Collected data:
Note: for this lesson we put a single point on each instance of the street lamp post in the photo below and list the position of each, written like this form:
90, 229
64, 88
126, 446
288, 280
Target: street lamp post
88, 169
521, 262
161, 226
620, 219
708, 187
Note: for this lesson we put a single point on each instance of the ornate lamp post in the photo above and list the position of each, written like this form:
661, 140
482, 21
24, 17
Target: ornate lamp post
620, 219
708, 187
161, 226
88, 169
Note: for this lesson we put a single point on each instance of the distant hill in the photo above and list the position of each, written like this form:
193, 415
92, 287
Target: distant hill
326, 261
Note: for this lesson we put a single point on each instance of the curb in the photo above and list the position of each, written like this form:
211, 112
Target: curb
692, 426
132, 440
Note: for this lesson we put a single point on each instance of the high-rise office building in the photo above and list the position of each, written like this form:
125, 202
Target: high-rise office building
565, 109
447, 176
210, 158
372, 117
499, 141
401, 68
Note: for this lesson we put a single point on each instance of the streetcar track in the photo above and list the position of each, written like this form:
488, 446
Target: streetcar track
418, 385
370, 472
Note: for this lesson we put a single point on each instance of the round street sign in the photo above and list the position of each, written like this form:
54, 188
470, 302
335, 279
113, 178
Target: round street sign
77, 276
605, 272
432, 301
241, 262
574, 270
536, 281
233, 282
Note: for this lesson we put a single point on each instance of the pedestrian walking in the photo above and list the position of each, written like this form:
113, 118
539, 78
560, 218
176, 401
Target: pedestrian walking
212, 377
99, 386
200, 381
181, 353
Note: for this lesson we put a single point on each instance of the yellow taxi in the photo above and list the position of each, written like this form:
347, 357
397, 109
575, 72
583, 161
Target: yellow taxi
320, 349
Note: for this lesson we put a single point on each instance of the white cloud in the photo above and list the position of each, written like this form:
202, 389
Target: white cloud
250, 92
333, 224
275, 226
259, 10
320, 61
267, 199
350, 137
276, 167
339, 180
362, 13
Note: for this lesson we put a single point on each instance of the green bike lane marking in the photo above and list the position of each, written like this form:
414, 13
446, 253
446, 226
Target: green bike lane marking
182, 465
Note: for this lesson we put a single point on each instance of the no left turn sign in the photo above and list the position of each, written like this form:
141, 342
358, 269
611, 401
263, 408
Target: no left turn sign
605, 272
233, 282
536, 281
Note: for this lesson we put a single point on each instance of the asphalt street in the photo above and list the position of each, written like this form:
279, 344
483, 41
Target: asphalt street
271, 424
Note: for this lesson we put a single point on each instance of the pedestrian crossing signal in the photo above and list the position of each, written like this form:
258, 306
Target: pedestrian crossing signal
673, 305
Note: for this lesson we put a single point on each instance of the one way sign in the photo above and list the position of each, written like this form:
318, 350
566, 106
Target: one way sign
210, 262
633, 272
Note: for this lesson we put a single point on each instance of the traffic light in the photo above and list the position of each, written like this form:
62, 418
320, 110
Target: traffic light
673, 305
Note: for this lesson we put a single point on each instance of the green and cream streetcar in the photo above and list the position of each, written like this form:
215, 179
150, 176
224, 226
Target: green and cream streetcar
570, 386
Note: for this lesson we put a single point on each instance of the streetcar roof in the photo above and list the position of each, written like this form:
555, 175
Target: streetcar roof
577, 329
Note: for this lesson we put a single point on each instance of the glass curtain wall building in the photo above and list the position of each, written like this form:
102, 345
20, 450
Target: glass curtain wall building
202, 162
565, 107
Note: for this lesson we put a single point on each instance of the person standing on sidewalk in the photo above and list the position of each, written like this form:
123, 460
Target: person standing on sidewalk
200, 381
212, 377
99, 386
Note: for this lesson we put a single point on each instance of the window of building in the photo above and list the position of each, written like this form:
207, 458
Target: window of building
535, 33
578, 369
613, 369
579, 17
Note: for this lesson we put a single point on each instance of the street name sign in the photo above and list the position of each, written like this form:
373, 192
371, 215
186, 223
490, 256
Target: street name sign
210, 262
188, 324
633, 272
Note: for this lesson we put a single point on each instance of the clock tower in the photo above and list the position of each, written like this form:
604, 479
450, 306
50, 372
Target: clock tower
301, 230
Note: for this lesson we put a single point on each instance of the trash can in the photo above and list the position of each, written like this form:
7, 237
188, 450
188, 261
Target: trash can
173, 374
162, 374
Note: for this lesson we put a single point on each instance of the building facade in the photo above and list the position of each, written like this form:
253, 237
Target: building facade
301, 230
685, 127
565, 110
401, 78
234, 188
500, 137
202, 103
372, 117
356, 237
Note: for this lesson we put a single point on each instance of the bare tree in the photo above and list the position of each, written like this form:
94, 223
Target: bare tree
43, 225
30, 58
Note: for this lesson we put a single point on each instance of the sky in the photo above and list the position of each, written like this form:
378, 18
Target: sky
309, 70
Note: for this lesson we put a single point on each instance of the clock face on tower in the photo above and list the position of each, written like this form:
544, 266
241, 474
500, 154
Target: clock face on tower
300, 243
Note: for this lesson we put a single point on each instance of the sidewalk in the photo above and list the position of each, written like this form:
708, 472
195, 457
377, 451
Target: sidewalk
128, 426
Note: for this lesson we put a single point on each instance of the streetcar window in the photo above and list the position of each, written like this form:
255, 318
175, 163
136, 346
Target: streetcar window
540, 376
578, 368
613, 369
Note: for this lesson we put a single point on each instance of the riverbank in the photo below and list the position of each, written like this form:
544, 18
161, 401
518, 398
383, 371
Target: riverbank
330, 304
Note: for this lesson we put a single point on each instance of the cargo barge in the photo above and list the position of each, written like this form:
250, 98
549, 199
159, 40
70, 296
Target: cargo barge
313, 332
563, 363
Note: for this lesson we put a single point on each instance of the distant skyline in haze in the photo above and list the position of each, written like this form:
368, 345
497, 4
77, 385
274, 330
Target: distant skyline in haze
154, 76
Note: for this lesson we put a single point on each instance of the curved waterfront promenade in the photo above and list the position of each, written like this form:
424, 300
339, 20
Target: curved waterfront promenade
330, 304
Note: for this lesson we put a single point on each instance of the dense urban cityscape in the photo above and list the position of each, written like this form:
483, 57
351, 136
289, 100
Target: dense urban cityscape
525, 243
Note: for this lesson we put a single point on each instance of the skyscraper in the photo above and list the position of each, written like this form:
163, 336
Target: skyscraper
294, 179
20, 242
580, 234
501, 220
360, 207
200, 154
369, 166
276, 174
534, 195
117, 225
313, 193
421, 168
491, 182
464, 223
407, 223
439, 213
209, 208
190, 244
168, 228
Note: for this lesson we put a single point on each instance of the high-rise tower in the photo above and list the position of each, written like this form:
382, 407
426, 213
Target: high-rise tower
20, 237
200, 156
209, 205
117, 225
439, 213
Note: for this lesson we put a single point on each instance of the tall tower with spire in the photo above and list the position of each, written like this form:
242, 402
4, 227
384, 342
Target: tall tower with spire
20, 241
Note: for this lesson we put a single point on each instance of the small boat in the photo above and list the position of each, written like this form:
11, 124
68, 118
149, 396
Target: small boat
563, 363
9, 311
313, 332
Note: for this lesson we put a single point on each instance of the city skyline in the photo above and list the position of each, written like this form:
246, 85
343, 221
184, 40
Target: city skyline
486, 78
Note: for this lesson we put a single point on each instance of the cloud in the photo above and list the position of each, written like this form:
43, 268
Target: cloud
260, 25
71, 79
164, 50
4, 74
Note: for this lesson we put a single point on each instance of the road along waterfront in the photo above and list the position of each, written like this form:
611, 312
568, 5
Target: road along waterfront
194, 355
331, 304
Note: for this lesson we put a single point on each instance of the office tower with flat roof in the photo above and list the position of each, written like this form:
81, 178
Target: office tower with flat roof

◆ **STATED PROBLEM**: Retype all of the data above word for word, keeping every line in its original order.

◆ **THE RESULT**:
Note: for this lesson we put a single point on each instance of the street lamp post in the photo below and list the position of each, written like this form:
90, 229
64, 88
126, 446
288, 280
Target: street lamp post
88, 169
521, 262
161, 226
620, 219
708, 187
Note: for this lesson we put a single point on each instance of the ornate lamp post in the photo above and list the position of each, written like this form:
661, 140
482, 21
24, 17
Target: ornate lamp post
620, 219
708, 187
161, 226
88, 169
Note: for this lesson we put a single point on each instance of the distant hill in the photo above and list the position of each, written like this form:
193, 415
92, 287
Target: distant hill
326, 261
Note: for this lesson we put a single point on each instance of the curb in the photo above and list the position of each, written like this form:
211, 112
Target: curb
692, 426
132, 440
Note: for this lesson we put a single point on each instance of the high-rise office building in the photo above and list the position of each, written like this form:
125, 202
Target: high-rise office building
565, 109
447, 176
210, 158
372, 117
499, 141
401, 68
Note: for this lesson we put a single point on each instance of the streetcar track in the photo above and list the position of each, written like this form:
488, 446
Target: streetcar track
418, 385
370, 472
Note: for this lesson we put a single point on each instance of the round street sign in the photo above and list the position of each, written like this form:
54, 188
470, 302
335, 279
113, 178
Target: round street sign
77, 276
605, 272
432, 301
241, 262
574, 270
536, 281
233, 282
Note: for this lesson we put a single point on each instance of the pedestrian walking in the photo above and list the position of each, written like this form:
113, 118
539, 78
560, 218
176, 401
Target: pedestrian walking
212, 377
99, 386
200, 381
181, 353
Note: for this lesson we put a single point on each instance of the yellow taxi in the photo above and list the position of each, written like this form:
347, 357
397, 109
575, 72
583, 161
Target: yellow taxi
320, 349
Note: for this lesson we put a single point on each instance of the white cloud in the photo above and list the position of each, written like this form:
202, 389
Target: white cloud
250, 92
333, 224
275, 226
259, 10
320, 61
267, 199
350, 137
276, 167
339, 180
362, 13
Note: for this lesson we put a single point on each instance of the green bike lane marking in the photo above and list the position of each, written like this form:
414, 13
446, 253
446, 226
Target: green bike lane marking
182, 465
Note: for this lesson we put a single point on each instance of the no left turn sign in the photo above and list the position of each, written like this form:
141, 342
358, 269
611, 401
263, 408
Target: no left turn sign
605, 272
233, 282
536, 281
Note: for this lesson we put a single point on each instance of the asphalt street in the photo above and list the position of each, written like this form:
279, 344
483, 41
Target: asphalt street
271, 424
Note: for this lesson we put a single point on each instance of the pedestrian crossing signal in the photo above and list the position of each, written like this form:
258, 306
Target: pedestrian crossing signal
673, 305
Note: for this lesson we put a single point on each instance of the one way sign in the photo above and list the position of each, written like this form:
318, 350
566, 106
Target: one way sign
210, 262
633, 272
Note: for this lesson we put a single point on each instance of the traffic light in the photo above and list the position of each, written like this form:
62, 418
320, 110
Target: traffic light
673, 305
Note: for this lesson we put a single point on each instance of the green and cream streetcar in the photo above and list the position of each, written like this form:
215, 179
150, 176
224, 226
Target: green and cream streetcar
570, 386
Note: for this lesson we put a single point on each instance of the streetcar roof in the photo above and list the position of each, written like this form:
555, 175
Target: streetcar roof
577, 329
Note: for this lesson we put a single point on each instance of the glass curtain wall building in the photo above and list the position of each, written like this form:
102, 345
20, 450
Target: glass curtain wall building
202, 162
565, 107
Note: for this lesson we put a single point on each instance of the person standing on sidewalk in the photo above and list the position of each, written like this form:
123, 460
Target: person standing on sidewalk
200, 381
212, 377
99, 386
Note: for this lesson we put a single point on each instance of the window of building in the photo above and list the position of each, written like this form:
207, 458
Target: window of building
535, 33
578, 369
613, 369
579, 17
Note: for this lesson we put a single point on each instance of the street name sign in the photo above and list the position of each, written like this form:
373, 192
371, 215
186, 223
490, 256
Target: street name sign
210, 262
188, 324
633, 272
Note: for this lesson we put a single point on each instance of the clock tower in the photo above and list the position of each, written like this form:
604, 479
450, 306
50, 372
Target: clock tower
301, 230
Note: for this lesson we put a single point on each instance of the trash can in the photo above and list the position of each, written like this form:
7, 237
188, 450
188, 261
Target: trash can
173, 374
162, 374
Note: for this lesson we put a single point on each instance of the building facade in the photo above and list the position of each, written like this form:
253, 237
Target: building facade
301, 230
685, 127
565, 110
401, 78
234, 188
500, 137
202, 103
372, 117
356, 237
Note: for this lesson we put a single point on each instance of the bare tree in the photo above and list the position of each, written like this form:
94, 223
Target: bare tree
43, 225
30, 58
Note: for this lesson we put a single point on each instance of the sky in the photo above and list the position of each, written like this form:
378, 18
Target: sky
309, 70
Note: for this lesson we put a single point on each instance of the clock face on tower in the photo above and list the position of each, written like this form:
544, 266
241, 474
500, 154
Target: clock face on tower
300, 243
Note: for this lesson we put a single point on each instance of the sidewalk in the photo above and list the position of each, written like this form:
708, 472
195, 457
377, 451
Target: sidewalk
128, 426
Note: for this lesson we put a single point on each instance of the streetcar window in the photo above and list the position of each, written like this form:
255, 318
175, 163
136, 346
Target: streetcar window
540, 376
578, 368
613, 369
Note: for this lesson we put a single point on each instance of the riverbank in the photo below and list the position of each, written like this form:
544, 18
161, 401
518, 398
383, 371
Target: riverbank
330, 304
Note: for this lesson we put a single point on each instance of the cargo barge in the photo above and list the position of each, written like this form:
250, 98
549, 199
159, 40
70, 296
Target: cargo barge
313, 332
563, 363
Note: for this lesson we put a single point on each instance of the distant skyline in haze in the photo above and list the position of each, written like this form:
368, 345
497, 4
77, 385
274, 330
Target: distant skyline in haze
154, 76
Note: for this lesson we put a single point on each instance of the curved waterfront promenade in the photo above and list the position of each, written like this form:
424, 300
339, 20
Target: curved waterfront promenade
330, 304
Note: for this lesson we put a single point on each instance of the dense urban cityscape in the photo above and list the position of each, written like this form:
483, 57
351, 136
289, 100
Target: dense urban cityscape
525, 243
Note: for this lesson we put a single point on each instance of the skyscraper in the photo above and list the position of each, written like this form:
163, 336
Target: skyscraper
294, 179
20, 242
580, 234
501, 220
360, 207
200, 154
369, 166
276, 174
534, 195
117, 225
313, 193
421, 168
491, 182
464, 223
407, 223
439, 213
209, 208
190, 244
168, 228
Note: for this lesson we put a single point on each instance of the high-rise tower in the photo above and list the position of each, written like this form:
382, 407
426, 213
Target: high-rise tower
20, 237
200, 156
209, 205
117, 225
439, 213
Note: for this lesson we put a single point on each instance of the tall tower with spire in the photo above and list the position of each, written like this form:
242, 402
4, 227
384, 342
Target: tall tower with spire
20, 241
Note: for this lesson we put a single point on each instance of the small boat in the photo above and list the position of each, written like this form:
11, 124
68, 118
149, 396
Target: small boat
563, 363
9, 311
313, 332
Note: for this lesson we put a single point on each instance of the city skyline in the photo above and list the position of each, written like this form:
246, 85
343, 221
184, 40
Target: city skyline
486, 78
Note: for this lesson we put a single point on each instance of the cloud in the photo above and list the position of each, written like this form:
43, 268
Target: cloud
260, 25
71, 79
164, 50
4, 74
Note: for this lesson we put a single point on each instance of the road along waterfront in the photo above and list the position of each, written like this form:
611, 312
568, 5
Target: road along waterfront
194, 355
331, 304
Note: for this lesson we put a single point on each instance of the office tower with flat roof in the photo above and list the position of each, written like this form:
81, 178
Target: office tower with flat roof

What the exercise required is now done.